◆ Source passage ◆
Information is the lifeblood of these relationships, and business have recently been paying more respect to this fact by putting enterprise data architecture (EDA) high on the agenda. But a lot of the EDA mainstream is constructed on technologies designed for managing focused structures of well-organized data, which does not fit very well with the explosion of information relationships in modern business. Most people accept the emergence of basic EDA discipline as a good thing, but some people feel it's time for a new approach that puts rich data relationships at the foundations.
"Semantic technology" is a broad name for the technology that deals with such rich data relationships, and "semantic web" describes the subset of such technology that's built on Web technology.
Semantic web is a very promising technology that has suffered a lack of pragmatic focus. It was born in the World Wide Web Consortium (W3C) in the aftermath of HTML's success, and with XML starting on an impressive trajectory. But it was positioned either as a form of search engine enhancement -- which struggled for relevance against the Google approach of building gigantic indexes -- or as an artificial intelligence system working on the scale of the Web, which set a large barrier to credibility. One area where semantic web technology could show more ready promise is as a component of enterprise data architecture, but there has been precious little discussion and work in this area.
The most important characteristic of semantic web for EDA is that web technology has proven itself as the best glue ever put into practice. One web site might be running an all-Microsoft stack on an Intel Xeon box producing HTML mixed with Silverlight components, while another might be a Sun server running J2EE with Java applets on the client, while a third might be a generic AMD kit with Debian Linux serving up standards-compliant XHTML with SVG. Regardless of the very different characteristics of the back-end applications, these all work together with the sort of seamlessness that leaves IT green with envy. Enterprise systems integrators and ERP vendors have been minting money for a decade turning two application silos into two and a half, while the web has been showing how integration can really work.
The key is in creating data models that reflect the language and personality of the business. This is different from the ERP convention of trying to reengineer the business's processes and characteristics to match the vendor's software models.

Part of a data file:
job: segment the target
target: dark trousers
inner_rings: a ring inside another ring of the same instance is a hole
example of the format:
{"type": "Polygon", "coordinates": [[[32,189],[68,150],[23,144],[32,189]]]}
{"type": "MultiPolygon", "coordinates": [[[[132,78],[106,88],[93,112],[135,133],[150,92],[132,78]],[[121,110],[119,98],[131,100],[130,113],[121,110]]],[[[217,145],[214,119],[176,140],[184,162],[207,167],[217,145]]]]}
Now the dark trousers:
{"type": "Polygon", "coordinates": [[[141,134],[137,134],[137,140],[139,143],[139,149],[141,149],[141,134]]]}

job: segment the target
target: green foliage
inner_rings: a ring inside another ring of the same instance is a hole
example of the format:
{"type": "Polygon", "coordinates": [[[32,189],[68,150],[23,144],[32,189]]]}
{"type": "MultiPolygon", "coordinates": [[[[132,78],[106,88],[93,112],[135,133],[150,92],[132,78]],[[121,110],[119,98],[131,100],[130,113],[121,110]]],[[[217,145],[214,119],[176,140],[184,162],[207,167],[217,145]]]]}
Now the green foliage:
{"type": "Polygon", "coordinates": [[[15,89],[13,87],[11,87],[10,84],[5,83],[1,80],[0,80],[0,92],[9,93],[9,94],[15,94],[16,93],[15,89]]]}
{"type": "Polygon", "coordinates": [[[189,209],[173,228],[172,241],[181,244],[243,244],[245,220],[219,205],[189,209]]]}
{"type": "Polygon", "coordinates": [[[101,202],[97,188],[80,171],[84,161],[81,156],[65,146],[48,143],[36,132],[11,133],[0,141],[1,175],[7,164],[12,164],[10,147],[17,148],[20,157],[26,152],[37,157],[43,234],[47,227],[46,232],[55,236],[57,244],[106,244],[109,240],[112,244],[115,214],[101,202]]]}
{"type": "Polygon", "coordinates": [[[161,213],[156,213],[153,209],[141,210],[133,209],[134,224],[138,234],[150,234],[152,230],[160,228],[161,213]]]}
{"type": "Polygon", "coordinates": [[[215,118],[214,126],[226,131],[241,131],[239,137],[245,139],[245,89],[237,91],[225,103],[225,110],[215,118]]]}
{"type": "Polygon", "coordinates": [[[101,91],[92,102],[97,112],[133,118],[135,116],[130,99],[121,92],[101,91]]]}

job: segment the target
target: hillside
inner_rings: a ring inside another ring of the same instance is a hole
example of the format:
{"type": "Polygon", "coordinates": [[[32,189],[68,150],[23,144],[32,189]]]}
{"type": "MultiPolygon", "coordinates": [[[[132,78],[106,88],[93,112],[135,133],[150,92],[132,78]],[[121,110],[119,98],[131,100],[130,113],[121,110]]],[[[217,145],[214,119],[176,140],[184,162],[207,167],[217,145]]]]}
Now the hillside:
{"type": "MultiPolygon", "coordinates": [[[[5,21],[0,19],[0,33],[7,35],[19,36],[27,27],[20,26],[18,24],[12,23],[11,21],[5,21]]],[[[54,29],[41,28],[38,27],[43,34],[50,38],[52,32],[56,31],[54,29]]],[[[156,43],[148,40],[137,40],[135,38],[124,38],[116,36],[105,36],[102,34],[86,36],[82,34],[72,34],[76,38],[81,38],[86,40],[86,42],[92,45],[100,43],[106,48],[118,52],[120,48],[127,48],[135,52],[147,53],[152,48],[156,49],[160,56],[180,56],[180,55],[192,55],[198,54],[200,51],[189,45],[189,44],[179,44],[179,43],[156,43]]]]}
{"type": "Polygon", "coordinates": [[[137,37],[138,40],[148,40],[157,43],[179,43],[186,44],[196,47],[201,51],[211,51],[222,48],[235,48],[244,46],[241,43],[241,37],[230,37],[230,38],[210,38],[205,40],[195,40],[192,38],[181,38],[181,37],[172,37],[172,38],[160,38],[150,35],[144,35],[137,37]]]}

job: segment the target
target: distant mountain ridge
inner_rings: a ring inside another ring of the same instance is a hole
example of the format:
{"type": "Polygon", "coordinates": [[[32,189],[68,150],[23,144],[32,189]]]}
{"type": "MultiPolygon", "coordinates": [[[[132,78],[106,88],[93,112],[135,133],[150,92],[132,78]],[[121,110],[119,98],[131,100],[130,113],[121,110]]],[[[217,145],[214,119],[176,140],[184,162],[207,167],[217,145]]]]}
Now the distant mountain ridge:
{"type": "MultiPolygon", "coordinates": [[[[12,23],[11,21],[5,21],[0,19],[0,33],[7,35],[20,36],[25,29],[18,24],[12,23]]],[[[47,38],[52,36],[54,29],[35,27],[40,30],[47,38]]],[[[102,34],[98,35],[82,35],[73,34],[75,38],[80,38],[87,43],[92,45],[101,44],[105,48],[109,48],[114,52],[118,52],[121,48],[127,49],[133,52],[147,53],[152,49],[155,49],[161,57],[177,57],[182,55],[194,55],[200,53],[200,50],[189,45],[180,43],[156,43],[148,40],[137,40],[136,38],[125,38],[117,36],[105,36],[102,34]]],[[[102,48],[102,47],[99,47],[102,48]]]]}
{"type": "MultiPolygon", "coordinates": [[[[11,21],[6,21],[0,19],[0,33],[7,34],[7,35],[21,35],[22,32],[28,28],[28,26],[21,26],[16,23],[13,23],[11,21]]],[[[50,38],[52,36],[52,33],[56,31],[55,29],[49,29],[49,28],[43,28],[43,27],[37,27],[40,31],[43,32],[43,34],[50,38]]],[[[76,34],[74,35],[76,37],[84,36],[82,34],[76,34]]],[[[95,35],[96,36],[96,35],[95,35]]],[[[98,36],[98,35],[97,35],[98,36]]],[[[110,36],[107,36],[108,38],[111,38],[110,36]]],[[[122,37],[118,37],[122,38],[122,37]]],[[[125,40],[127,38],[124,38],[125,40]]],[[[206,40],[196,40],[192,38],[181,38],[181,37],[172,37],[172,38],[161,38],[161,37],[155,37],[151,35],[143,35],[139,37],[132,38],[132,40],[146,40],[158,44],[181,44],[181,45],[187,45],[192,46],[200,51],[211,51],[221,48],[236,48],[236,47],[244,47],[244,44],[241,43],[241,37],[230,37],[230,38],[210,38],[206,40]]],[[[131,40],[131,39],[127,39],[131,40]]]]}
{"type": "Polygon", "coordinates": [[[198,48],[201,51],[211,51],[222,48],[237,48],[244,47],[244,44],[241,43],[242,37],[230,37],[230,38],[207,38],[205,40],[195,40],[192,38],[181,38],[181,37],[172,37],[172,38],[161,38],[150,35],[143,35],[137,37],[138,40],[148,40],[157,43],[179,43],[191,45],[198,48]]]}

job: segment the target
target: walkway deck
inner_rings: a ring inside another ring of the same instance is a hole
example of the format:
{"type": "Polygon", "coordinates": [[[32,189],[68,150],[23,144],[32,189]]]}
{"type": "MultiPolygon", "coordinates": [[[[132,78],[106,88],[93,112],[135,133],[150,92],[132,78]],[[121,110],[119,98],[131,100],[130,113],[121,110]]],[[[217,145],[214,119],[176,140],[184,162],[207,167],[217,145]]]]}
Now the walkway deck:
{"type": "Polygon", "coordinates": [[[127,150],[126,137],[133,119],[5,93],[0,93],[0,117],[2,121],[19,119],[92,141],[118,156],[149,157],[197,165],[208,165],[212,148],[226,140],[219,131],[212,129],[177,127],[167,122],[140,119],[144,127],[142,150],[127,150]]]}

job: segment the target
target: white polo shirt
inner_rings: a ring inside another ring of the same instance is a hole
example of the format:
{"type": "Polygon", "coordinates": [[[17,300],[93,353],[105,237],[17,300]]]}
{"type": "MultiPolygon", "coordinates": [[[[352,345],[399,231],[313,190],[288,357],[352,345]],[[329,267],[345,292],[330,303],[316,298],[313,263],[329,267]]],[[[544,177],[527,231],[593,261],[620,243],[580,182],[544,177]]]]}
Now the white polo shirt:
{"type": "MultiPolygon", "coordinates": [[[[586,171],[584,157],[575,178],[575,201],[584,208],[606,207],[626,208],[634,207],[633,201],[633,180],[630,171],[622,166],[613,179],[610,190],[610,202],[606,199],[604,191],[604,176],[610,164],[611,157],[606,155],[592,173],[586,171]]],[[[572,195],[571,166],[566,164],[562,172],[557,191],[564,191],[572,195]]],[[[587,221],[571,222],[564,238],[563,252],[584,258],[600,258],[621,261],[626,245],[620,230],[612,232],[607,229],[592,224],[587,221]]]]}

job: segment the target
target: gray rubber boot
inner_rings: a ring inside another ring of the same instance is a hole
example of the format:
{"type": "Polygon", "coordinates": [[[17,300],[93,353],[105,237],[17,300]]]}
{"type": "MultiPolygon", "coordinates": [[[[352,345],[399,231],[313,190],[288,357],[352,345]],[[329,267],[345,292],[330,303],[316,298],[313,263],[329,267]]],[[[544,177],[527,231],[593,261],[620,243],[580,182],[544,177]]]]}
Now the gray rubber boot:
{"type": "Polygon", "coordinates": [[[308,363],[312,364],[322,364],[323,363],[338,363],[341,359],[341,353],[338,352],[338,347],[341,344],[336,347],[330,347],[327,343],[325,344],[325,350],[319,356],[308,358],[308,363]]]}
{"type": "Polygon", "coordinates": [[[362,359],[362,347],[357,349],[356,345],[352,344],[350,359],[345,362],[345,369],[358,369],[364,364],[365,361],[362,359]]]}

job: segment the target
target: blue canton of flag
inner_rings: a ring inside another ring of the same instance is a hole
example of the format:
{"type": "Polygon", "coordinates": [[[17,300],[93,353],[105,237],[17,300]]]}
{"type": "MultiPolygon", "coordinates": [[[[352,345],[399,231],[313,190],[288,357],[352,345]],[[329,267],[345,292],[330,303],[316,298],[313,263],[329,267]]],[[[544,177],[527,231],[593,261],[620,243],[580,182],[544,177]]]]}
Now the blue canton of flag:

◆ Work to do ◆
Reproduce the passage above on semantic web technology and enterprise data architecture word for word, from start to finish.

◆ Response for this exercise ◆
Information is the lifeblood of these relationships, and business have recently been paying more respect to this fact by putting enterprise data architecture (EDA) high on the agenda. But a lot of the EDA mainstream is constructed on technologies designed for managing focused structures of well-organized data, which does not fit very well with the explosion of information relationships in modern business. Most people accept the emergence of basic EDA discipline as a good thing, but some people feel it's time for a new approach that puts rich data relationships at the foundations.
"Semantic technology" is a broad name for the technology that deals with such rich data relationships, and "semantic web" describes the subset of such technology that's built on Web technology.
Semantic web is a very promising technology that has suffered a lack of pragmatic focus. It was born in the World Wide Web Consortium (W3C) in the aftermath of HTML's success, and with XML starting on an impressive trajectory. But it was positioned either as a form of search engine enhancement -- which struggled for relevance against the Google approach of building gigantic indexes -- or as an artificial intelligence system working on the scale of the Web, which set a large barrier to credibility. One area where semantic web technology could show more ready promise is as a component of enterprise data architecture, but there has been precious little discussion and work in this area.
The most important characteristic of semantic web for EDA is that web technology has proven itself as the best glue ever put into practice. One web site might be running an all-Microsoft stack on an Intel Xeon box producing HTML mixed with Silverlight components, while another might be a Sun server running J2EE with Java applets on the client, while a third might be a generic AMD kit with Debian Linux serving up standards-compliant XHTML with SVG. Regardless of the very different characteristics of the back-end applications, these all work together with the sort of seamlessness that leaves IT green with envy. Enterprise systems integrators and ERP vendors have been minting money for a decade turning two application silos into two and a half, while the web has been showing how integration can really work.
The key is in creating data models that reflect the language and personality of the business. This is different from the ERP convention of trying to reengineer the business's processes and characteristics to match the vendor's software models.